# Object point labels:
· · · · · · ·
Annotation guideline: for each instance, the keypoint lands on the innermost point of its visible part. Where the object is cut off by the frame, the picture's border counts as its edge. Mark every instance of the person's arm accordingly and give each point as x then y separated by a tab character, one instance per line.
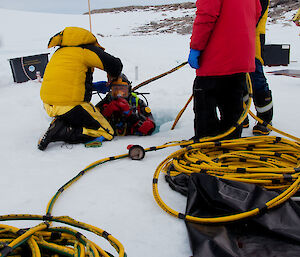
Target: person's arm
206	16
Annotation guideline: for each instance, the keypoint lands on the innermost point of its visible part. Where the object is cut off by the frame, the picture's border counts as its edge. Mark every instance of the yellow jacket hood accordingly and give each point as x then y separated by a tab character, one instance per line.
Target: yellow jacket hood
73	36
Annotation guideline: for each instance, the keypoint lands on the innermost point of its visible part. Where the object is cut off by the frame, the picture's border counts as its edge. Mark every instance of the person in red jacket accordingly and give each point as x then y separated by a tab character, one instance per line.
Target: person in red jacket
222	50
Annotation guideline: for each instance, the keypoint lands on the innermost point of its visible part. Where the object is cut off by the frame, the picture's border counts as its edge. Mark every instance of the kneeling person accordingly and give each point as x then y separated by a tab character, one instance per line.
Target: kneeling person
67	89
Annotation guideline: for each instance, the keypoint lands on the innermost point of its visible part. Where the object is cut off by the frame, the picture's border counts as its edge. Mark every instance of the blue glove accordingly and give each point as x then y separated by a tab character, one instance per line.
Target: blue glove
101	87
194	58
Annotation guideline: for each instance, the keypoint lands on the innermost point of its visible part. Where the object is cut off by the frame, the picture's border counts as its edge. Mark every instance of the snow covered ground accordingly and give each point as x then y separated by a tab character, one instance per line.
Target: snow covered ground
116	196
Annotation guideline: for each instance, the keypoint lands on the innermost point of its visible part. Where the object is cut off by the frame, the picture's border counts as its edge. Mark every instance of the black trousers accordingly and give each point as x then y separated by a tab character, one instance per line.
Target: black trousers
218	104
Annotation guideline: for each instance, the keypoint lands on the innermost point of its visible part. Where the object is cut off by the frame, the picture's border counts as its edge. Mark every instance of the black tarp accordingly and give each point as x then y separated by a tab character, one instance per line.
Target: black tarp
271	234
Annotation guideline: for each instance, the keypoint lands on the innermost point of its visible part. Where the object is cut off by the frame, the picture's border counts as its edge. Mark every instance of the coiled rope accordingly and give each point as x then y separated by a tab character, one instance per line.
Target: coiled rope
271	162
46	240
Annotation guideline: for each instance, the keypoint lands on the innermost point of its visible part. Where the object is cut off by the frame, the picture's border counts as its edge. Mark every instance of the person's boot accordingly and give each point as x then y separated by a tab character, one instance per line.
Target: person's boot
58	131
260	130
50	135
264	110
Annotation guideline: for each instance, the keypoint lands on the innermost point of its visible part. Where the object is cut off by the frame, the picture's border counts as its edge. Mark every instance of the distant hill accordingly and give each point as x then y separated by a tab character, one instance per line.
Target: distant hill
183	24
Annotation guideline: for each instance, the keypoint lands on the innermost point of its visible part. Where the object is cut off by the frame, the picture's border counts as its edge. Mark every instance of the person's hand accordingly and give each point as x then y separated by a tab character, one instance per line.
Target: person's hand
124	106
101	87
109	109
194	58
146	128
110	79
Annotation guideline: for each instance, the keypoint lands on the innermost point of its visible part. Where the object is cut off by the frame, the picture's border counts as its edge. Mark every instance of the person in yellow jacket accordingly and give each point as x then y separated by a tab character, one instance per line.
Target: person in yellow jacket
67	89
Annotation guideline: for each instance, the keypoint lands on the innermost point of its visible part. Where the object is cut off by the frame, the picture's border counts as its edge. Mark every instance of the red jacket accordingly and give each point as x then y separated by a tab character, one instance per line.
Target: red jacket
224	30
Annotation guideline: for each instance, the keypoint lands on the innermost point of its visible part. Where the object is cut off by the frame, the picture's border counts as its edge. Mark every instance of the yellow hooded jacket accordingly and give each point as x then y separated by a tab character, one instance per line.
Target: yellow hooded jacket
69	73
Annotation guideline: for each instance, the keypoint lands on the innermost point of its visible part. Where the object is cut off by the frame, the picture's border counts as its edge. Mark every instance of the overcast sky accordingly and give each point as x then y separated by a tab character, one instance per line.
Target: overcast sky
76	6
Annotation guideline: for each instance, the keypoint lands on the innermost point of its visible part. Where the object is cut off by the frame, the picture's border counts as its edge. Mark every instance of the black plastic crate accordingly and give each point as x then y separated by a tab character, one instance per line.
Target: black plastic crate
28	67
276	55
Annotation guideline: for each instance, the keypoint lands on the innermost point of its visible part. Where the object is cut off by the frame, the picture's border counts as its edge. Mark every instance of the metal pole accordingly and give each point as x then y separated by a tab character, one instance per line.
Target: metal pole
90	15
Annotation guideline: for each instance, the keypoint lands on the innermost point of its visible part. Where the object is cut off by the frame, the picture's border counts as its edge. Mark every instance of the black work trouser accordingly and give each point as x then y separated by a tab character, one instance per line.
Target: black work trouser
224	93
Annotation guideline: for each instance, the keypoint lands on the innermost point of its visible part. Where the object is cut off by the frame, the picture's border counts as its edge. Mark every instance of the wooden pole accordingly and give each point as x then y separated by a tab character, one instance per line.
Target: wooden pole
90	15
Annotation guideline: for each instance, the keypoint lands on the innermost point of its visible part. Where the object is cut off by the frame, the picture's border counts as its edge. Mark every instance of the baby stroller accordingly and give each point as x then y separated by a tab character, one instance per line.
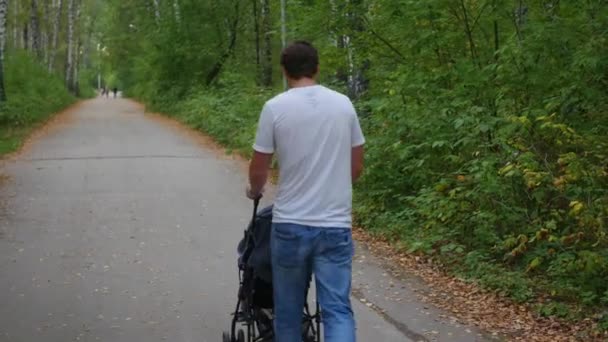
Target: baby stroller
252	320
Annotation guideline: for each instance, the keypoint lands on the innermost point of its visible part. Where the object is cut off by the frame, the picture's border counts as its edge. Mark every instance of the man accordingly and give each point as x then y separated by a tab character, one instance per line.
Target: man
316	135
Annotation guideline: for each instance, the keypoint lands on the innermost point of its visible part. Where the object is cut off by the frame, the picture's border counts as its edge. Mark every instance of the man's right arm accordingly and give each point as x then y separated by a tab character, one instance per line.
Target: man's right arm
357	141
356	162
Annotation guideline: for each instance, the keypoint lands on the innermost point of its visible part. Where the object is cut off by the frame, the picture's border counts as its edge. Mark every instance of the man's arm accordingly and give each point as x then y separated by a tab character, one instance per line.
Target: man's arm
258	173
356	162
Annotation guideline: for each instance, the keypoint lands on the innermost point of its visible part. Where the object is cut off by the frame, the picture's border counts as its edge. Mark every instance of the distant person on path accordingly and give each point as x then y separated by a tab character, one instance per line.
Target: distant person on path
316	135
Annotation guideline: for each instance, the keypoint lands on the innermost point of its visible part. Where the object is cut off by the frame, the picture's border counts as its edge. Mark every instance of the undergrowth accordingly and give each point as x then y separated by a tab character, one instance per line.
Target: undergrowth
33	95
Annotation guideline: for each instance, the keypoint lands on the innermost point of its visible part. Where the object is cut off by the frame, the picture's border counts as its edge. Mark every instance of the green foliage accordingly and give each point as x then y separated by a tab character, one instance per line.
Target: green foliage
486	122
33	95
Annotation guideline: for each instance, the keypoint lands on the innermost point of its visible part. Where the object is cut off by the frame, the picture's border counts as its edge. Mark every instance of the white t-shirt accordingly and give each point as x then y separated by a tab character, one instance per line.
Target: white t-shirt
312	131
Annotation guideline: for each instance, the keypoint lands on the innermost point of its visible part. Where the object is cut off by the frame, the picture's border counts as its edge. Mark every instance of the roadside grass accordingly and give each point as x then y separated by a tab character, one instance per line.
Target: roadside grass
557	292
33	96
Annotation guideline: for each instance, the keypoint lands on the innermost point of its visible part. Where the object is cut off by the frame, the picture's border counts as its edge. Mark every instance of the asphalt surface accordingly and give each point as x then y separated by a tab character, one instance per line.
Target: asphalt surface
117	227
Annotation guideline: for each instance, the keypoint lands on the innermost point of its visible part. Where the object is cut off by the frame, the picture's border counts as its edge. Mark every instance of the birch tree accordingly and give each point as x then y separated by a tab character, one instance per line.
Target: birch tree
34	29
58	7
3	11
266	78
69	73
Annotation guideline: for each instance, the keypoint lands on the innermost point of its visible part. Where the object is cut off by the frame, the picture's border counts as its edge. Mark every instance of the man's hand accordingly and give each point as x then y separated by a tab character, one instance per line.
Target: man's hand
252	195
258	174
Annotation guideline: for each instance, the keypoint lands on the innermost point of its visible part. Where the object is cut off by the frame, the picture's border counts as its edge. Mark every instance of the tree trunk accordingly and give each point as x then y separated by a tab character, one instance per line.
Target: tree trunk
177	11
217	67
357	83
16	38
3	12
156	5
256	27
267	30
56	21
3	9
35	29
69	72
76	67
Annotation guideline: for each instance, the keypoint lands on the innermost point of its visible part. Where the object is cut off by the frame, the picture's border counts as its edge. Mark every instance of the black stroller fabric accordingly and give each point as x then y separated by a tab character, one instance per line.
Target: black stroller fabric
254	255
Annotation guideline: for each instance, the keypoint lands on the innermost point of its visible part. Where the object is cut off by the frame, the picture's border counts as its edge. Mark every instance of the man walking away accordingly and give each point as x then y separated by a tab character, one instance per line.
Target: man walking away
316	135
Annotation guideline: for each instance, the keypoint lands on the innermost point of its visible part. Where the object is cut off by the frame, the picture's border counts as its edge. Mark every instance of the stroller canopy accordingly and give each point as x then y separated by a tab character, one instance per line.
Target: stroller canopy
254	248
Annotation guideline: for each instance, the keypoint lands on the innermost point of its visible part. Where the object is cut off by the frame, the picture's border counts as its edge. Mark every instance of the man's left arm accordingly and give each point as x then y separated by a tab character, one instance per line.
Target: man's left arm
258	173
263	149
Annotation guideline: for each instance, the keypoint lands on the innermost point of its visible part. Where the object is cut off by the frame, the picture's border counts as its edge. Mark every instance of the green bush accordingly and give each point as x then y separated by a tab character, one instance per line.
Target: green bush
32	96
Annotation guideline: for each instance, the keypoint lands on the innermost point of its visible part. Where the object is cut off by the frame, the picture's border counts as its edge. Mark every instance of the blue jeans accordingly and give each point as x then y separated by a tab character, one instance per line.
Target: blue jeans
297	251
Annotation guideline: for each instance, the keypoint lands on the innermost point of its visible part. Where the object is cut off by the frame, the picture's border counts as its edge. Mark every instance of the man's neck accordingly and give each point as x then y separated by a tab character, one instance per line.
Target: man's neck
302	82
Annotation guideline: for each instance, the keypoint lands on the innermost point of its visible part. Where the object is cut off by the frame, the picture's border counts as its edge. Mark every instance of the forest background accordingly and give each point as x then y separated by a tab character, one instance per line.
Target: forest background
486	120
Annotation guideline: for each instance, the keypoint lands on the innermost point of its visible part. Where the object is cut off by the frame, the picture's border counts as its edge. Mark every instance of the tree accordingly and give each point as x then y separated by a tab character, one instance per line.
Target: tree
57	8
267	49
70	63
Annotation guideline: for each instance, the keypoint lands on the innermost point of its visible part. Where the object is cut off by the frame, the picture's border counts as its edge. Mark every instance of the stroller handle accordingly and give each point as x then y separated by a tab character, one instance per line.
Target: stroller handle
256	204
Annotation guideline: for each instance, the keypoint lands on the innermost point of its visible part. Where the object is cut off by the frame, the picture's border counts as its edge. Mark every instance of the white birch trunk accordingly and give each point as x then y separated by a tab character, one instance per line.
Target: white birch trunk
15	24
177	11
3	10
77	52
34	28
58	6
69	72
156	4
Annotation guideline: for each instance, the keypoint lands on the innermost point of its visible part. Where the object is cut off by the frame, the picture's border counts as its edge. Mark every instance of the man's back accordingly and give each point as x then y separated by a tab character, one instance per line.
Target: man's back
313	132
· · · · · · ·
# PROBLEM DETAILS:
Reproduce word for word the stretch of material from the line containing "the man's back" through the end of the material.

# TASK ANSWER:
Annotation guideline: for each instance, the keypoint lands on the innermost point of its visible part. Where the object is cut off by the frame, the picture's border counts as its edge. Mark every instance of the man's back accordingly and give each point as x then y separated by a tab character, one instance per line.
Target: man's back
313	132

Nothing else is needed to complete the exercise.